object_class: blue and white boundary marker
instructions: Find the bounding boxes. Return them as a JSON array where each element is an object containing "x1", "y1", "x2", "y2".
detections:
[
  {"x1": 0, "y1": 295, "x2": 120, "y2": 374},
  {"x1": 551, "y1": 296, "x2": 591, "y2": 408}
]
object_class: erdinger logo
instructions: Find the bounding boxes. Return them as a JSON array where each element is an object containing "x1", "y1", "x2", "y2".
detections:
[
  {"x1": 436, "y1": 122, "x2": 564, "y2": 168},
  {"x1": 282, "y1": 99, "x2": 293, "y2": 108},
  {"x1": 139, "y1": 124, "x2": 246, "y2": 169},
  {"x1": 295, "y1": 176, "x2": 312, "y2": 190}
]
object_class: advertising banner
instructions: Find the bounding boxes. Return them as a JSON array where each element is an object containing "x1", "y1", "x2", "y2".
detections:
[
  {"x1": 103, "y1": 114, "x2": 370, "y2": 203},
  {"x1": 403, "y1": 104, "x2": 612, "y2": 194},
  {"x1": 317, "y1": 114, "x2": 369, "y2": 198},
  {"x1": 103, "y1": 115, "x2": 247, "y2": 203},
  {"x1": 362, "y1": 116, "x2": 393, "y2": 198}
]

• **YOUR GOAL**
A word-for-word transcription of the data above is required.

• **ANSWER TO THIS EXERCISE**
object_class: blue and white boundary marker
instructions: Find the bounding boxes. Return them as a JSON array where each element is an object containing "x1", "y1", "x2", "y2".
detections:
[
  {"x1": 0, "y1": 295, "x2": 120, "y2": 374},
  {"x1": 551, "y1": 296, "x2": 591, "y2": 408}
]
object_class: erdinger logo
instructions: Find the bounding boxes. Return them as a JSON array where each element is an object containing "x1", "y1", "x2", "y2".
detections:
[
  {"x1": 436, "y1": 122, "x2": 564, "y2": 168},
  {"x1": 282, "y1": 99, "x2": 293, "y2": 108},
  {"x1": 139, "y1": 124, "x2": 246, "y2": 169},
  {"x1": 295, "y1": 176, "x2": 312, "y2": 190}
]
object_class: advertising banner
instructions: Find the bounding boxes. Return them as a JSON array where each element is an object containing "x1", "y1", "x2", "y2".
detections:
[
  {"x1": 103, "y1": 114, "x2": 370, "y2": 203},
  {"x1": 403, "y1": 104, "x2": 612, "y2": 194},
  {"x1": 317, "y1": 114, "x2": 369, "y2": 198},
  {"x1": 103, "y1": 115, "x2": 247, "y2": 203},
  {"x1": 362, "y1": 116, "x2": 393, "y2": 198}
]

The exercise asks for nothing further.